### What you should do
Reproduce the records from the line with "The metadata for the image above tags the yellow" to the line with "237 151 252 169", both lines included, and give every line again, requests included. Scale each bounding-box coordinate in the answers by 2.55 and round to the nearest whole number, with halves rounded up.

Image region labeling entries
________________________________________

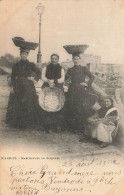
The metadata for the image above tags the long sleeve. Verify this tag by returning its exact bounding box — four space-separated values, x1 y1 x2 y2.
85 67 95 86
58 68 65 83
41 67 48 82
11 64 17 87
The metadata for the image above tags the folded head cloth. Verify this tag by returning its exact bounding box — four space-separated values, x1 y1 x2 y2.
12 37 39 52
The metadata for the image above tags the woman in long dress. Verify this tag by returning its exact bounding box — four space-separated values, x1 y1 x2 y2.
88 97 119 147
41 54 65 132
6 39 41 128
66 53 96 133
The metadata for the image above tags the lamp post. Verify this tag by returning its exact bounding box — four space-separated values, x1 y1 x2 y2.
36 3 45 63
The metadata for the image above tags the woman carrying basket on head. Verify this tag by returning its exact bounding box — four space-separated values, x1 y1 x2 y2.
41 54 65 131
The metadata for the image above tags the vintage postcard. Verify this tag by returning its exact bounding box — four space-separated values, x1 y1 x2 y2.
0 0 124 195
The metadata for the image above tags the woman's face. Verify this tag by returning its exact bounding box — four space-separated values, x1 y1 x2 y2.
105 99 112 107
73 56 80 65
51 56 59 65
20 51 29 60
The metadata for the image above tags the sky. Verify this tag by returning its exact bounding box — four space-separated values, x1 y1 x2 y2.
0 0 124 64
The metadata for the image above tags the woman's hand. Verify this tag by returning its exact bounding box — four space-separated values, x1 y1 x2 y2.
10 87 14 94
48 79 55 87
80 82 88 87
63 85 68 92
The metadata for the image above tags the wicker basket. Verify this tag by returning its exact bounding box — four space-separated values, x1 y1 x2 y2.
63 45 89 54
39 87 65 112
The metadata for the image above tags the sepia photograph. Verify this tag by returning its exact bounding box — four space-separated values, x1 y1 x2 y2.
0 0 124 195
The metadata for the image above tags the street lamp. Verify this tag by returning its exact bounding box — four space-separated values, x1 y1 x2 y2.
36 3 45 63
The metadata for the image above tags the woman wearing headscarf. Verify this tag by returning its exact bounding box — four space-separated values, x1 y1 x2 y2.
41 54 65 131
66 53 96 133
88 97 119 148
6 37 41 128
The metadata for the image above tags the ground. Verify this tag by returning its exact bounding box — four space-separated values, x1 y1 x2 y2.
0 75 123 158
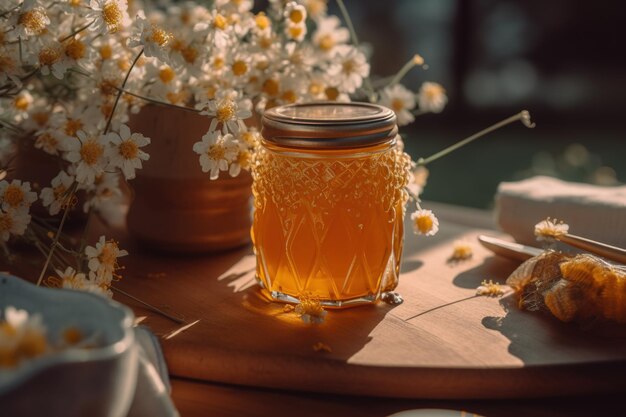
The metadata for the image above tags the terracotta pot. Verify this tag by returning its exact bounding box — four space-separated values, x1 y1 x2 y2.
127 105 252 252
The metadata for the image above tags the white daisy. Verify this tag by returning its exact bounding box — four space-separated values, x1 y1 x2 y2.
35 129 63 155
13 0 50 39
85 236 128 287
37 41 71 80
86 0 130 35
193 131 239 180
128 16 172 62
0 180 37 211
411 209 439 236
418 81 448 113
205 9 234 50
215 0 253 13
39 171 74 216
199 93 252 134
107 125 150 180
380 84 415 126
328 45 370 94
64 130 110 185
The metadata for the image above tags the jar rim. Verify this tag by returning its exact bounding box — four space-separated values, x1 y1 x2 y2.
261 101 398 149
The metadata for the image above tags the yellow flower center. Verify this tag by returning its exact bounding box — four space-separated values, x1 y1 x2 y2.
18 7 48 35
309 81 324 96
98 241 118 269
424 85 446 100
13 96 30 111
80 138 104 165
319 35 335 52
39 47 61 66
159 67 176 84
64 119 83 136
324 87 339 101
254 12 270 30
263 78 280 97
213 56 224 69
341 60 354 75
0 213 13 232
180 46 198 64
98 44 113 59
165 91 185 104
35 133 59 149
305 0 326 16
289 9 304 23
215 100 235 122
213 13 228 30
241 131 257 146
65 39 86 61
32 112 50 126
233 60 248 77
148 25 172 46
415 215 433 234
259 36 274 49
2 184 24 208
289 25 304 39
100 103 113 119
391 98 404 113
207 143 226 161
102 0 124 31
119 140 139 159
206 85 217 99
237 151 252 169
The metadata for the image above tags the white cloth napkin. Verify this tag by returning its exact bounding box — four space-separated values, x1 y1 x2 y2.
128 326 179 417
496 176 626 247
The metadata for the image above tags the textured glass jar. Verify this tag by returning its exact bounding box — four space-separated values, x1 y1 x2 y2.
252 103 410 307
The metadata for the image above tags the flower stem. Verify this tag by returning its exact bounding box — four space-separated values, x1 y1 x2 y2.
104 49 143 135
69 68 202 113
116 87 197 113
417 110 535 166
111 286 186 324
337 0 376 102
37 183 78 286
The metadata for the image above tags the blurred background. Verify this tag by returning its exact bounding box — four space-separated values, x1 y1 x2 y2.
322 0 626 208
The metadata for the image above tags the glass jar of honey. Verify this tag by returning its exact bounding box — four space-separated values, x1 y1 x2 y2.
251 103 410 307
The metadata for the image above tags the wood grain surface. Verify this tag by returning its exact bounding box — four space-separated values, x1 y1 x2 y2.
119 203 626 398
4 203 626 399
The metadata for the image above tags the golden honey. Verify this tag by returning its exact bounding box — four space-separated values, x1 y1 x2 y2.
252 104 409 307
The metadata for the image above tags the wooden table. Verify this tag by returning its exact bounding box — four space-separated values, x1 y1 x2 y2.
2 205 626 416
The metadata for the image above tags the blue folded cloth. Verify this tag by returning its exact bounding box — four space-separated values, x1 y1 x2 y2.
128 326 179 417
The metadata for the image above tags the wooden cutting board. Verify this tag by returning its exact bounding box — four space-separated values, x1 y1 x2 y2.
107 203 626 398
6 203 626 399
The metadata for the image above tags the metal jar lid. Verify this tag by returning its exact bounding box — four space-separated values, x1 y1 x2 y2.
261 102 398 149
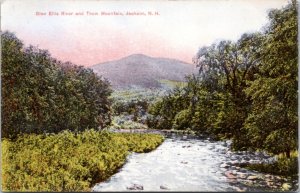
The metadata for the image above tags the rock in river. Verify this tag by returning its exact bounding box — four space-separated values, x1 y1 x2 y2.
127 184 144 190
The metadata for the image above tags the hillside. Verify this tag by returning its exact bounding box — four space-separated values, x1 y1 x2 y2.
90 54 196 88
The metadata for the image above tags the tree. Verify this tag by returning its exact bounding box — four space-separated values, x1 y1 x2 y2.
245 1 298 157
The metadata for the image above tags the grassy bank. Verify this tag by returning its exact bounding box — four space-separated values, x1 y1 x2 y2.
2 130 163 191
246 151 298 178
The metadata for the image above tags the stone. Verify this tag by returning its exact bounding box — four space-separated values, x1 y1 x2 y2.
220 163 229 168
238 174 247 179
282 183 292 190
127 184 144 190
225 171 236 179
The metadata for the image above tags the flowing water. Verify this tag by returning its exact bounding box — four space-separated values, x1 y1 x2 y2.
92 133 298 191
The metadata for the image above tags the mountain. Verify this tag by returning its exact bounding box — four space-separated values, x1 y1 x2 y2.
90 54 196 88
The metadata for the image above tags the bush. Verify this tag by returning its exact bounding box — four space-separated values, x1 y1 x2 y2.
2 130 163 191
1 32 111 138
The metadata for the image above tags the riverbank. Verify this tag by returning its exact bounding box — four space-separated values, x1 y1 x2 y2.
92 135 298 191
2 130 164 192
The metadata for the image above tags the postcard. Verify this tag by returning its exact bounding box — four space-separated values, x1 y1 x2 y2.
1 0 299 192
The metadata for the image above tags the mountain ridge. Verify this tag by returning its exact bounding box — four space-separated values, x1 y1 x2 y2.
90 54 196 88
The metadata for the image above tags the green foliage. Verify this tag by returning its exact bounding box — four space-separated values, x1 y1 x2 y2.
149 0 298 157
245 1 298 156
1 32 111 138
247 151 298 177
2 130 163 191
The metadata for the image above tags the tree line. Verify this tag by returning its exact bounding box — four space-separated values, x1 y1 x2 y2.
150 0 298 157
1 31 112 138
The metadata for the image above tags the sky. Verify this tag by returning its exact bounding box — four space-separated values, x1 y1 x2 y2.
1 0 288 66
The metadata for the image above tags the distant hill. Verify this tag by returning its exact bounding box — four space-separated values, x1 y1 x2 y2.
90 54 196 88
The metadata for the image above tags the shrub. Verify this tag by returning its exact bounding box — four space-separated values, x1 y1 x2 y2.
2 130 163 191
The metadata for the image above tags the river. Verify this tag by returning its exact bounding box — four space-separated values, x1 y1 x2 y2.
92 134 295 191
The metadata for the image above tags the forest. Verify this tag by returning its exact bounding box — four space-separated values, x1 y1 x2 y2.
1 1 298 191
149 1 298 173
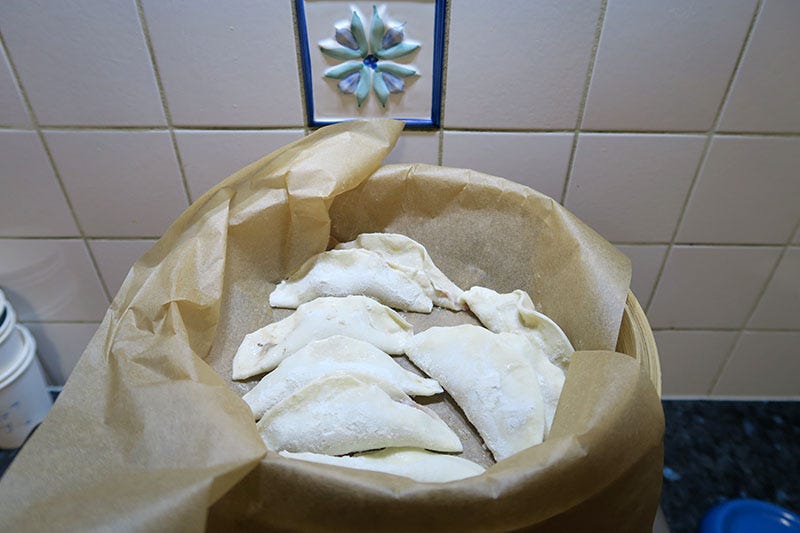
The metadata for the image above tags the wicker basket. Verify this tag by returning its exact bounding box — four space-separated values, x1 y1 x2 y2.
617 291 661 396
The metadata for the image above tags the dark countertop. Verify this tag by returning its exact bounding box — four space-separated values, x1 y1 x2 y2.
0 394 800 533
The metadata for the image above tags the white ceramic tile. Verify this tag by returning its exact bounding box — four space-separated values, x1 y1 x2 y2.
0 130 79 237
45 131 187 237
303 0 438 122
142 0 303 126
0 45 31 126
748 248 800 330
714 331 800 396
677 137 800 244
383 131 439 165
647 246 780 328
653 330 737 395
565 134 705 242
444 0 601 129
0 0 164 125
175 130 303 201
25 322 100 386
442 131 574 201
617 244 667 307
583 0 756 131
0 239 108 321
720 0 800 132
89 239 156 297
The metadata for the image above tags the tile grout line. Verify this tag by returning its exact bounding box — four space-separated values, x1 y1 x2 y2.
707 214 800 394
136 0 192 207
0 32 111 304
644 0 763 312
559 0 608 205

________________________________________

### Expected answer
The metadata for the image above tags the yellow flower center. Verify this tag by returning its exact bounding box — four space-separated values, x1 y1 x2 y2.
46 18 122 89
788 207 826 245
250 615 301 686
1081 217 1137 255
33 245 77 283
204 352 265 421
813 89 854 133
99 120 156 168
405 171 449 214
163 303 212 347
826 222 864 258
648 31 689 77
671 199 714 247
543 143 571 176
870 153 903 191
0 543 33 592
459 117 505 163
250 112 288 150
421 232 472 265
89 339 150 380
778 0 831 41
737 23 775 59
548 255 599 311
543 33 581 77
615 334 655 372
166 99 219 156
82 286 128 321
594 153 632 196
377 64 439 117
1058 548 1104 597
660 92 699 125
5 469 61 530
737 64 775 99
255 263 288 303
997 250 1030 288
528 365 576 411
260 0 316 79
303 357 354 405
525 217 553 252
604 385 643 431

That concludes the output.